● **WHAT NEEDS TO BE DONE**
Return, word for word, the lines of the records from the one containing "Locate the food" through the one containing "(76, 35), (97, 67)", inclusive, and nothing else.

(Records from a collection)
— START —
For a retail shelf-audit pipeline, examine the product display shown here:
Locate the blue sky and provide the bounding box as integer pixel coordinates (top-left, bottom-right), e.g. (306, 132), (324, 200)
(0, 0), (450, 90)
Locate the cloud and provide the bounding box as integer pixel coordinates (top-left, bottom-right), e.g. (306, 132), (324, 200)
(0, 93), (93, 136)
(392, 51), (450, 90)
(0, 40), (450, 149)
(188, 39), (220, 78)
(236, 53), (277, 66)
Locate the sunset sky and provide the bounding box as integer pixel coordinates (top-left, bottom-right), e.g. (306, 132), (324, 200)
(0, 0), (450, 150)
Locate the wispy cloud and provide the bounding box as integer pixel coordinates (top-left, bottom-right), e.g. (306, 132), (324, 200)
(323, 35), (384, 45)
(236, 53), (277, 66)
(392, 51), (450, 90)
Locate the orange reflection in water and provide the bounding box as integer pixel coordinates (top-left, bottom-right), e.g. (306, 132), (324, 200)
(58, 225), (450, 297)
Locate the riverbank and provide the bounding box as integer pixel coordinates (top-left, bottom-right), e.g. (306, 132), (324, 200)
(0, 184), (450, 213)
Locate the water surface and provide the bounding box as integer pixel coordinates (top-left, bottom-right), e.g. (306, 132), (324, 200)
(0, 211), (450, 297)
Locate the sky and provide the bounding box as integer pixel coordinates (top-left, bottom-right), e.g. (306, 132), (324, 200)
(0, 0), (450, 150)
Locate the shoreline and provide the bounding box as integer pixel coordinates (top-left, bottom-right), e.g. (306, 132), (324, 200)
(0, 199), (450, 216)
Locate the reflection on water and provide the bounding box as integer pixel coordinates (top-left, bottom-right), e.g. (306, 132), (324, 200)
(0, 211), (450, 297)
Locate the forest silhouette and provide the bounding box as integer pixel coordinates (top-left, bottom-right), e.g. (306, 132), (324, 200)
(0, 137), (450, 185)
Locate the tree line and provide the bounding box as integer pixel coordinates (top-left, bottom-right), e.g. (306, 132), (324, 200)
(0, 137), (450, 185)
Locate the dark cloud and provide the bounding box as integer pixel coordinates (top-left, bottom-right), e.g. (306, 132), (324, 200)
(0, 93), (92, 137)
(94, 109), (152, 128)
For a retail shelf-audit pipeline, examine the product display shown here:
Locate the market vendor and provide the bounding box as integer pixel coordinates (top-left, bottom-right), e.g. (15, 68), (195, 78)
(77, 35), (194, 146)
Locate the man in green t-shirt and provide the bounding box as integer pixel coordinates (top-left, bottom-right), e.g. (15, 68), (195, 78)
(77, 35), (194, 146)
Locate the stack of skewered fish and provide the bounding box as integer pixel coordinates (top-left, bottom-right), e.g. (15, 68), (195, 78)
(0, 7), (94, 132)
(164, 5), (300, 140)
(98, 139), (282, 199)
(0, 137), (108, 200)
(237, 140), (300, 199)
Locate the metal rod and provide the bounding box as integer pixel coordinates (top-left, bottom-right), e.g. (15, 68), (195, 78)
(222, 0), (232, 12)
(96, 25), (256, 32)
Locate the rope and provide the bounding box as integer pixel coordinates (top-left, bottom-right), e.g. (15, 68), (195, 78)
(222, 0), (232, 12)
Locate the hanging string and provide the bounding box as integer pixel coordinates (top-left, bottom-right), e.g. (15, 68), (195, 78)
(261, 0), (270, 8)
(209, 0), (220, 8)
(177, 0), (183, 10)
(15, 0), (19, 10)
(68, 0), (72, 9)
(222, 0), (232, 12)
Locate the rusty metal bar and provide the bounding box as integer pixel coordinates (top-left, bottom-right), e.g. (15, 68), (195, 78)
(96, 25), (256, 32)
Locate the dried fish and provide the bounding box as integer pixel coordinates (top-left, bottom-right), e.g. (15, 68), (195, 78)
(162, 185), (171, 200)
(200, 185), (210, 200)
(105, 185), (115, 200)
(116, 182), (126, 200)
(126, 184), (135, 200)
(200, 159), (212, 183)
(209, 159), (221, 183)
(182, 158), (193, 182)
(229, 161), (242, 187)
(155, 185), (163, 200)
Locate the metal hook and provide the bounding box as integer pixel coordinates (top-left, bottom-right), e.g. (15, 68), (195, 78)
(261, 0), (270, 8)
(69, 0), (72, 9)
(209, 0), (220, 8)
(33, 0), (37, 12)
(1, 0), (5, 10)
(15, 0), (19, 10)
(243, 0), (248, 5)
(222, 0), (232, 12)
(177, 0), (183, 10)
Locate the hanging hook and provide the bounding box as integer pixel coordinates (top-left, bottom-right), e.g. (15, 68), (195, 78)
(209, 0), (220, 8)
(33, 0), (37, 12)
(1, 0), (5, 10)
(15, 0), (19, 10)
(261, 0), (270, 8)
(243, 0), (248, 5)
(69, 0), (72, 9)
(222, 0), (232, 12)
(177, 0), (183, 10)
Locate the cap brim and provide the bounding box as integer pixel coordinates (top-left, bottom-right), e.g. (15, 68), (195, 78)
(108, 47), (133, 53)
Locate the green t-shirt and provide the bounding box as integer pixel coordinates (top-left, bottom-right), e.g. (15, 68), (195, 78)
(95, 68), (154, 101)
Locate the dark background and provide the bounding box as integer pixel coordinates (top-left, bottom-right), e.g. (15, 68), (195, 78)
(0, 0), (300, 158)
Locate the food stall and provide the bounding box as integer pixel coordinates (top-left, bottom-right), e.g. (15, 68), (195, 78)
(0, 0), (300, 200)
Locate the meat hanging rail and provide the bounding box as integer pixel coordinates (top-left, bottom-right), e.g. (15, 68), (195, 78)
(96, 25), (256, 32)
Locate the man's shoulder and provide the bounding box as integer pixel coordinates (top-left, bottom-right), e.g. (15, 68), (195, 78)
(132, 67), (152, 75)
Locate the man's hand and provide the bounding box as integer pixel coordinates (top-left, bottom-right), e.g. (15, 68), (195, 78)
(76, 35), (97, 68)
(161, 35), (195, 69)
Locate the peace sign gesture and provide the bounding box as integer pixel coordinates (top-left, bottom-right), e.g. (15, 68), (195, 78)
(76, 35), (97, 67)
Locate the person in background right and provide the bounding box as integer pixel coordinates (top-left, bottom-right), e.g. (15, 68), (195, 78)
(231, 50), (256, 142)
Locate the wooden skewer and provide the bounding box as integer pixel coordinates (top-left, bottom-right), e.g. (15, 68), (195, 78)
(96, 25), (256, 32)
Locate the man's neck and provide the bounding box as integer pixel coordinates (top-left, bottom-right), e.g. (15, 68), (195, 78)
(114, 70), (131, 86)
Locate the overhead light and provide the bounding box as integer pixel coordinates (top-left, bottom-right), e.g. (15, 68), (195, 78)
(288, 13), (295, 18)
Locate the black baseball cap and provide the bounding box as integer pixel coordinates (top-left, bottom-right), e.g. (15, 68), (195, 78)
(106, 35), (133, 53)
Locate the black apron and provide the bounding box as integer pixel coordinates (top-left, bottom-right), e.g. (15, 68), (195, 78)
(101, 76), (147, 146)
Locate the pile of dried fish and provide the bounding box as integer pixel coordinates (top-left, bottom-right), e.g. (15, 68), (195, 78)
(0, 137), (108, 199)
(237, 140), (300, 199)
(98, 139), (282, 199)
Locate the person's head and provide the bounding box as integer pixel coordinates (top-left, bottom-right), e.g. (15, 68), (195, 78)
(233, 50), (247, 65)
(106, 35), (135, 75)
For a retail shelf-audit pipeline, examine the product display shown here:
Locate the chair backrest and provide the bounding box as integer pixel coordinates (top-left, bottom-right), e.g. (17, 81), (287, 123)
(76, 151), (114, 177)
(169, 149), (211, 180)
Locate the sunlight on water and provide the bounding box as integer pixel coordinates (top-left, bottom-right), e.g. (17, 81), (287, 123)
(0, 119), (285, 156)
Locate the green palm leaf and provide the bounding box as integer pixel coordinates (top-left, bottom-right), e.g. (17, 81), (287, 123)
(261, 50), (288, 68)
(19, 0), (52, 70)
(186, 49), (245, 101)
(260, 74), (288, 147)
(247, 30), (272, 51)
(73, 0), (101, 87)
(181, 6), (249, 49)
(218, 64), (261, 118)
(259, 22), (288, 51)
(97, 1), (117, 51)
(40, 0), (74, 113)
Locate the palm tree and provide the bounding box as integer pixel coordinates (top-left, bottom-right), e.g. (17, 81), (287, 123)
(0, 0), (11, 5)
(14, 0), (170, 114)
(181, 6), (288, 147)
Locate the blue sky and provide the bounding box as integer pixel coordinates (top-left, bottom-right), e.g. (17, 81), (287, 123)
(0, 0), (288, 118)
— END —
● **FULL SOLUTION**
Locate the food stall and provide the bounding box as integer pixel coordinates (top-left, bottom-right), e.g. (15, 68), (195, 78)
(0, 0), (300, 200)
Locate the meat hanging rail and provide the bounding box as integer pixel coordinates (top-left, bottom-right), e.g. (15, 68), (195, 78)
(96, 25), (256, 32)
Locate the man's shoulder and provide the bounding box as integer pixel coordinates (top-left, bottom-right), e.g. (15, 68), (195, 78)
(132, 67), (152, 75)
Locate the man's hand and provide the bounding box as integer pixel coordinates (top-left, bottom-right), e.g. (15, 68), (195, 78)
(76, 35), (97, 68)
(161, 35), (195, 69)
Locate the peace sign gesture and provide the bounding box as integer pixel coordinates (top-left, bottom-right), e.g. (15, 68), (195, 78)
(76, 35), (97, 67)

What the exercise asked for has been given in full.